What this task involves
In the article on foreign textile machinery entering India, to what rate was the customs duty on specified textile machinery cut?

The business made by the stalls of Chinese textile manufacturers at the recently-concluded International Textile Technology and Machinery Expo (ITGME) clearly indicates that more foreign manufacturers are interested in beginning their operations in the region.
 
The boom in textile industry, constraints faced by indigenous manufacturers in supplying the machinery and the cut in the customs duty of specified textile machinery from 15 per cent to 10 per cent are the luring factors for the foreign firms.
 
The Chinese stalls at the International Textile Technology and Machinery Expo generated up to Rs 500 crore business enquiries. Sources estimate that about 40 per cent of the business enquiries at the expo was generated by the 'China Pavilion', a collection of more than 50 stalls from China.
 
Already, the region is experiencing an inflow of knitting, spiring and weaving machineries from Germany, China, Korea, United States and a number of European nations.
 
Going by the current surge in the export of German machinery to India, the VDMA, the trade body of the German Textile Machinery Association, expects that the export to India would touch 200 million euros.
 
India imported machinery worth 140 million euros from Germany in 2004, an increase by 30 per cent compared to the previous year. It again increased by 84 per cent during 2005.
 
A spokesperson of the Southern India Mills' Association (SIMA) told Business Standard that as of now, 40 to 50 textile mills from Coimbatore have evinced keen interest in placing orders with Chinese machinery manufacturers. "More than five mills have placed bulk orders for their projects, and 15 mills are mulling importing machineries," he added.
 
After China and Germany, it is the turn of European countries and the United States to make inroads into the Indian textile industry with their second-hand spinning and weaving machines that are offered at a discounted price to the Indian buyers.
 
Many units in the region have evinced interest in importing second-hand ring spinning frames offered by textile units in Europe which were closed down after the abolition of textile quota. Here also, China tops the figures. To cater to the needs of the mills in the region, China's state owned China Texmatech Company Limited (CTMTC), the textile marketing arm of the Hengtian group, officially opened its liaison and post sales service centre in the city on March 1, 2006.

Collected data
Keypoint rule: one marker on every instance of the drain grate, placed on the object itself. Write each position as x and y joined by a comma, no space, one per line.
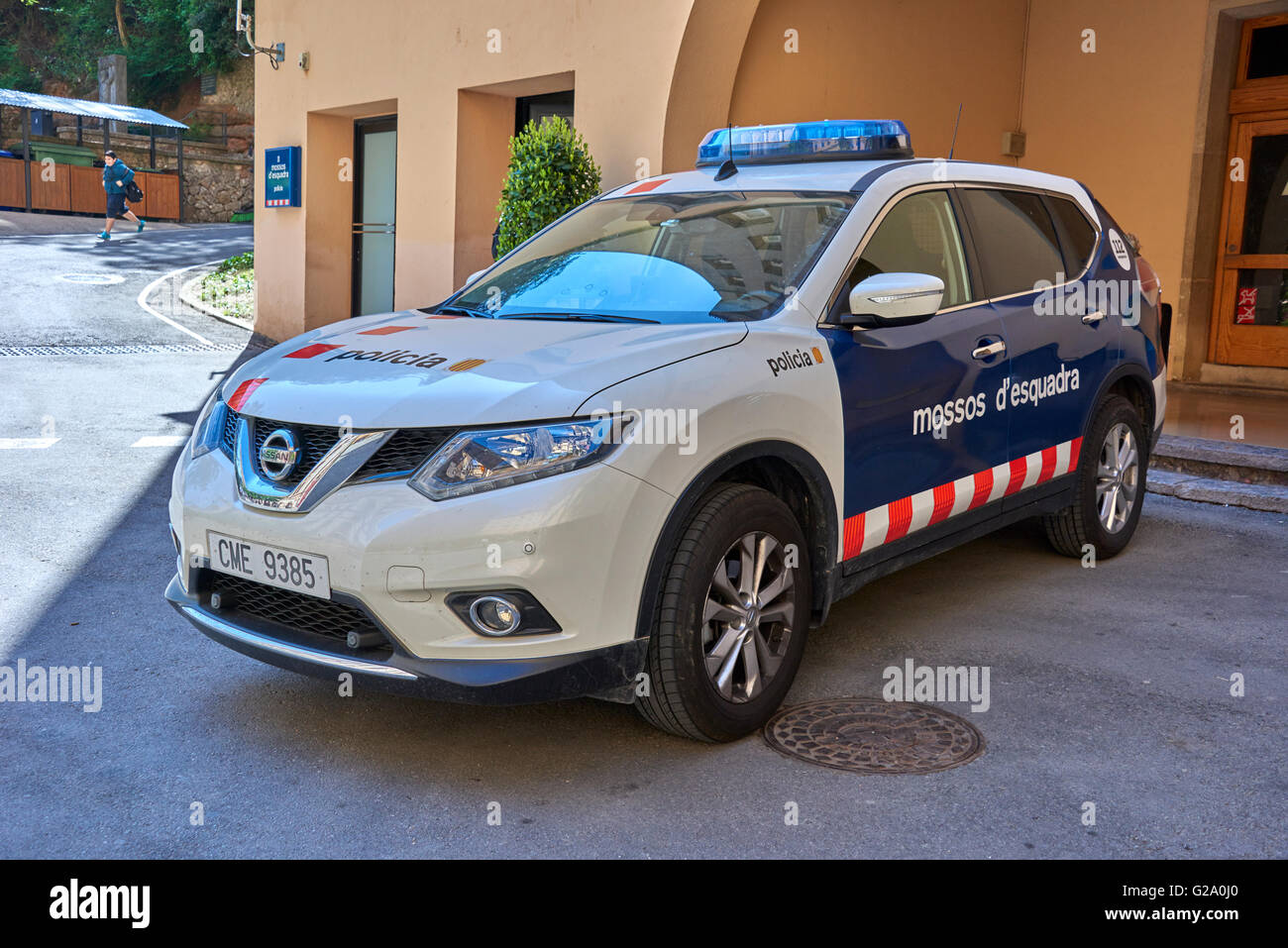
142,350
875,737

Exercise response
10 percent, down from 15 percent.